━━ SELECTED TEXT ━━
Cette vie est un hôpital où chaque malade est possedé du désir de changer de lit.
— Charles Baudelaire, "Anywhere Out of This World"
Modernism demanded one thing: make it new. If I discard it, I have to find something else, something new. And so I am modernist. If I discard the aim of making it new, then I must do something other than Modernism. But that means something new.
A cornerstone of modern philosophy was laid by a mathematician, Kurt Gödel. He saw disaster lurking wherever logicians build a system, even so innocuous a game as arithmetic. Eventually, the system produces a statement with the irritating shape of "This is not true!" If it is true, it can only be false; if it is false, then it is true. And it will never cease to recur, as long as one has the power to think and to construct.
Postmodernism, too, can no more exist than it can be avoided. And that is precisely what makes it modern. More than any condition or any arts that Baudelaire could foresee, Postmodernism is "anywhere out of this world." Instead of the postmodern condition, one ought to speak of a postmodern paradox. I shall argue that Postmodernism is more than talk at the expense of art. For all its silliness, it is part of a critical practice that reminds you and me why Modernism and contemporary art still matter.
━━━
━━ INFORMATION SHOWN ━━
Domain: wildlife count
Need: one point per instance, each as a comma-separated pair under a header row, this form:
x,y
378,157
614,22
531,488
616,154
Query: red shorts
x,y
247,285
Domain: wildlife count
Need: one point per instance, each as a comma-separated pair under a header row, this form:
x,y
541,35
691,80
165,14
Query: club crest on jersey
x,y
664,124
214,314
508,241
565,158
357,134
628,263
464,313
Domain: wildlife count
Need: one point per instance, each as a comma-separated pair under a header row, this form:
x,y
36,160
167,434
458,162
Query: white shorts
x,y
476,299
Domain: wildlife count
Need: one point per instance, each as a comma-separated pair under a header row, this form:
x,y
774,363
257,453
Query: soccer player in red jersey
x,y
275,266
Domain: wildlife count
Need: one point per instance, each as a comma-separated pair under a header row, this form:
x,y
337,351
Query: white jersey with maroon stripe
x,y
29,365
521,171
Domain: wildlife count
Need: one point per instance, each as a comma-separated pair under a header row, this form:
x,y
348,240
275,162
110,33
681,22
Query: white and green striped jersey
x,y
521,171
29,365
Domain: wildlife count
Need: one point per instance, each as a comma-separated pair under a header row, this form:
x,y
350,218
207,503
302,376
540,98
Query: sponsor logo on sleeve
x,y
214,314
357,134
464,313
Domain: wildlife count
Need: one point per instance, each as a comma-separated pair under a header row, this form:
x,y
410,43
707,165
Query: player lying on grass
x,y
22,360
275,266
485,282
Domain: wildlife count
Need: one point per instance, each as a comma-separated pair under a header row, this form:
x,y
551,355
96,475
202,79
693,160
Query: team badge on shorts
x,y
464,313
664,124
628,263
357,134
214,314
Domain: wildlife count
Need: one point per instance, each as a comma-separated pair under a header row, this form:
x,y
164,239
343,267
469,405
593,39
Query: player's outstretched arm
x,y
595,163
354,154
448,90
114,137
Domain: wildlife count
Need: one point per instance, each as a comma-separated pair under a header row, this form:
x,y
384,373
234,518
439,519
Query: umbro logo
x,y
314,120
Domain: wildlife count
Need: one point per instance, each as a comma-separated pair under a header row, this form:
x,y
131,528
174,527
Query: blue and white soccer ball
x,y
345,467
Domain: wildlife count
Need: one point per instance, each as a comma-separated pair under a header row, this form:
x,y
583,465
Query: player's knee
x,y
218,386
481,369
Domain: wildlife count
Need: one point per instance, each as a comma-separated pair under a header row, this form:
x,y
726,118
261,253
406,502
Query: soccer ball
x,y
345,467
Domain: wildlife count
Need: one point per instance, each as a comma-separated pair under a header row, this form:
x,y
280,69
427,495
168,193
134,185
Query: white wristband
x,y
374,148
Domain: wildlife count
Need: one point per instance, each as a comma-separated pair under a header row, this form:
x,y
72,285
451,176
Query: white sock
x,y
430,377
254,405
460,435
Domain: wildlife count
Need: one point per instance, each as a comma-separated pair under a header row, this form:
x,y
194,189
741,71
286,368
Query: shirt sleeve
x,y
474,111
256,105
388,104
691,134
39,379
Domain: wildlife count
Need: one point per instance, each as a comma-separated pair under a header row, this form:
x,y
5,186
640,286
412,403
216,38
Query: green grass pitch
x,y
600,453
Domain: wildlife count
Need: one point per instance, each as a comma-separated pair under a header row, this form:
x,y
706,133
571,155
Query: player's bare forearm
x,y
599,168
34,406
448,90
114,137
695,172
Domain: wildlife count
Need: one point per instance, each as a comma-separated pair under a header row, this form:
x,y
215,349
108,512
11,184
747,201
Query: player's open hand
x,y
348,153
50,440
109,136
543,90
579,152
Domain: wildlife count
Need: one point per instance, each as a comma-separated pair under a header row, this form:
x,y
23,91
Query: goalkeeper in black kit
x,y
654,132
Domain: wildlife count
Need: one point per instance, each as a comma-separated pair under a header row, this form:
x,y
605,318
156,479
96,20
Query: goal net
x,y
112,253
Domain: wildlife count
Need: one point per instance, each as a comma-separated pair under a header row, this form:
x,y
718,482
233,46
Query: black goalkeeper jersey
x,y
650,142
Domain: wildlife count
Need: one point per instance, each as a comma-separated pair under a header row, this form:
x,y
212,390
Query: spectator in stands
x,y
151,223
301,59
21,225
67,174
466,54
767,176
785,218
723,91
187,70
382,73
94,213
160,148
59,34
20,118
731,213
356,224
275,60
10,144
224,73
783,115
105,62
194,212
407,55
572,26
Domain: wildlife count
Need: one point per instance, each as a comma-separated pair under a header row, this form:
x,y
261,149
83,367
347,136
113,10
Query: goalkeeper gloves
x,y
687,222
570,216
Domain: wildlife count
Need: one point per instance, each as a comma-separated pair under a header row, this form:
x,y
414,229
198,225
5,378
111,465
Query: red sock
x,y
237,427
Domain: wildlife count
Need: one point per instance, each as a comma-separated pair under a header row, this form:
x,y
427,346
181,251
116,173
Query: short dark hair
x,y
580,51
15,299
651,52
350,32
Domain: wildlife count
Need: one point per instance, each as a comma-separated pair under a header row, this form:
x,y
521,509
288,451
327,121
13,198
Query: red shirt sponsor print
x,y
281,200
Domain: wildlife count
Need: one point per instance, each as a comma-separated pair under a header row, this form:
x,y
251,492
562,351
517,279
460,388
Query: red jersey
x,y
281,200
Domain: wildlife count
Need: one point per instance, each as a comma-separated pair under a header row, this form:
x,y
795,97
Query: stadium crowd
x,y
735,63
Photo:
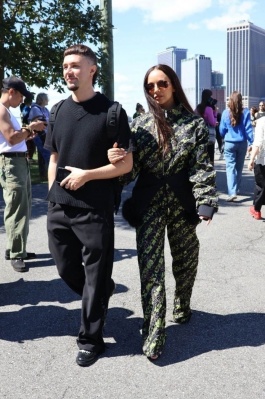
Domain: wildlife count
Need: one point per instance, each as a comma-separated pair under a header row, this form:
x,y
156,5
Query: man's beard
x,y
72,87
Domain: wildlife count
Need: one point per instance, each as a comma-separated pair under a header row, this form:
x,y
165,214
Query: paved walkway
x,y
220,354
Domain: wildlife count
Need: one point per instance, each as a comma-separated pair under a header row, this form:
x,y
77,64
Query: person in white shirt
x,y
257,162
14,172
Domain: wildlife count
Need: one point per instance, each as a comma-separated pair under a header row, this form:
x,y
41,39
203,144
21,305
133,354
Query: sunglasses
x,y
161,84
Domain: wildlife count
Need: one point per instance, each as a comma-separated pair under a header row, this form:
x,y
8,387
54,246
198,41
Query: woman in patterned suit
x,y
175,190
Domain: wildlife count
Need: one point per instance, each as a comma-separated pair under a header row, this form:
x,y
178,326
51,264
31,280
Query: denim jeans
x,y
234,154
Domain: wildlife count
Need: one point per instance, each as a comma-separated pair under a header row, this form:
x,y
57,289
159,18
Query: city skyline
x,y
143,28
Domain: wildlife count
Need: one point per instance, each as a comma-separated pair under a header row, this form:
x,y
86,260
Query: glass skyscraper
x,y
246,62
172,57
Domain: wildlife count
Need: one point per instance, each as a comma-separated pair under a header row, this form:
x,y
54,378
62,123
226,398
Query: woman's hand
x,y
38,125
116,154
75,180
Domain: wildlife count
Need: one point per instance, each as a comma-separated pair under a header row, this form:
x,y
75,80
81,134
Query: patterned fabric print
x,y
188,149
164,211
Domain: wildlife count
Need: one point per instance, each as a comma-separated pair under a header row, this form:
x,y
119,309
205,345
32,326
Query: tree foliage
x,y
34,34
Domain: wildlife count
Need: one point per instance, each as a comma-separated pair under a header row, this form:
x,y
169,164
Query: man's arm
x,y
13,136
79,177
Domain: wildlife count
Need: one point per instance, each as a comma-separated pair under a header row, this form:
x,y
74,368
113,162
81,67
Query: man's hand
x,y
251,165
38,125
116,154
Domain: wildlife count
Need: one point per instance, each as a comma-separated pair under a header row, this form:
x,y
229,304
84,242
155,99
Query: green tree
x,y
34,34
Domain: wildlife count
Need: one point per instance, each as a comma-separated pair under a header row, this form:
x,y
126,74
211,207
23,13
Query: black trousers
x,y
259,191
81,241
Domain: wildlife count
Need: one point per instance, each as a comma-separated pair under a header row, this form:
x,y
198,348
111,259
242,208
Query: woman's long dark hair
x,y
163,128
206,95
235,105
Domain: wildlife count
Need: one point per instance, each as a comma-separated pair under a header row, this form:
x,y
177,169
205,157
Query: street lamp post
x,y
107,48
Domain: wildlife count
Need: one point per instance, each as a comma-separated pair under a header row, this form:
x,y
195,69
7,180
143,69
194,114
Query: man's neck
x,y
5,102
80,96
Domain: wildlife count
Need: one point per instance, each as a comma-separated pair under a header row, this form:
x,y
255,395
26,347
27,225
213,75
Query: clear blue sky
x,y
143,28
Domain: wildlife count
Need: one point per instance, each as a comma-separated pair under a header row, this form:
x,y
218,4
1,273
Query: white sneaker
x,y
231,198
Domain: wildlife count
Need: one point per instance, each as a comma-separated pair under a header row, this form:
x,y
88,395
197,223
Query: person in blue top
x,y
237,132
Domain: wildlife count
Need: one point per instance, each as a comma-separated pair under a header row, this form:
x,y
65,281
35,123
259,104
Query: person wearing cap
x,y
14,171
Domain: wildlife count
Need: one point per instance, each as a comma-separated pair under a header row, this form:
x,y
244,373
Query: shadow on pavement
x,y
208,332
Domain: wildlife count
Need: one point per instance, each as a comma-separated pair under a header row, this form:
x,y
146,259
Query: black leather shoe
x,y
86,358
19,265
30,255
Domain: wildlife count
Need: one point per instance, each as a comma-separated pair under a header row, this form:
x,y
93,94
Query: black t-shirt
x,y
80,138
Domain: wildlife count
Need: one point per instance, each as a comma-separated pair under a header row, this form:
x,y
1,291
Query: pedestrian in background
x,y
261,111
15,173
257,162
174,191
25,108
139,110
81,206
207,110
237,132
40,111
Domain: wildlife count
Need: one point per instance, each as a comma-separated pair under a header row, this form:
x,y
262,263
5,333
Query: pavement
x,y
220,354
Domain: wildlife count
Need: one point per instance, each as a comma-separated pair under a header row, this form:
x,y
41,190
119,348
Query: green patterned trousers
x,y
164,213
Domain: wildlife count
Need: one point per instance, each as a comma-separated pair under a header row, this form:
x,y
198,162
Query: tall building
x,y
172,57
217,79
195,77
218,90
246,62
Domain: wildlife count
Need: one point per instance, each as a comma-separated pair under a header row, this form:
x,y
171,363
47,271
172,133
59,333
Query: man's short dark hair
x,y
85,51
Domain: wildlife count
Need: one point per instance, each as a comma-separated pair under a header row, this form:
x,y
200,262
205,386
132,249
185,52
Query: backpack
x,y
112,124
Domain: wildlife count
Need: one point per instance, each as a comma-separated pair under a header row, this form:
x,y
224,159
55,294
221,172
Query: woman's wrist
x,y
28,129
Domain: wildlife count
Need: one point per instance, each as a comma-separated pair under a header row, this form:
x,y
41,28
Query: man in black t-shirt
x,y
81,204
261,111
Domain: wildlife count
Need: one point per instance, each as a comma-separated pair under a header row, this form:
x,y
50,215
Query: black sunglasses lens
x,y
149,86
161,84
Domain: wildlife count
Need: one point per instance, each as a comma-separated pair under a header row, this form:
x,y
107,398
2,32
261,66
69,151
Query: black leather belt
x,y
14,154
━━━
__WHAT TO PRODUCE__. Reproduce everything from "Modernism demanded one" down to "and to construct." in the text on Modernism and Postmodernism, substituting "geometry" for "arithmetic".

__RESPONSE AREA__.
Modernism demanded one thing: make it new. If I discard it, I have to find something else, something new. And so I am modernist. If I discard the aim of making it new, then I must do something other than Modernism. But that means something new.
A cornerstone of modern philosophy was laid by a mathematician, Kurt Gödel. He saw disaster lurking wherever logicians build a system, even so innocuous a game as geometry. Eventually, the system produces a statement with the irritating shape of "This is not true!" If it is true, it can only be false; if it is false, then it is true. And it will never cease to recur, as long as one has the power to think and to construct.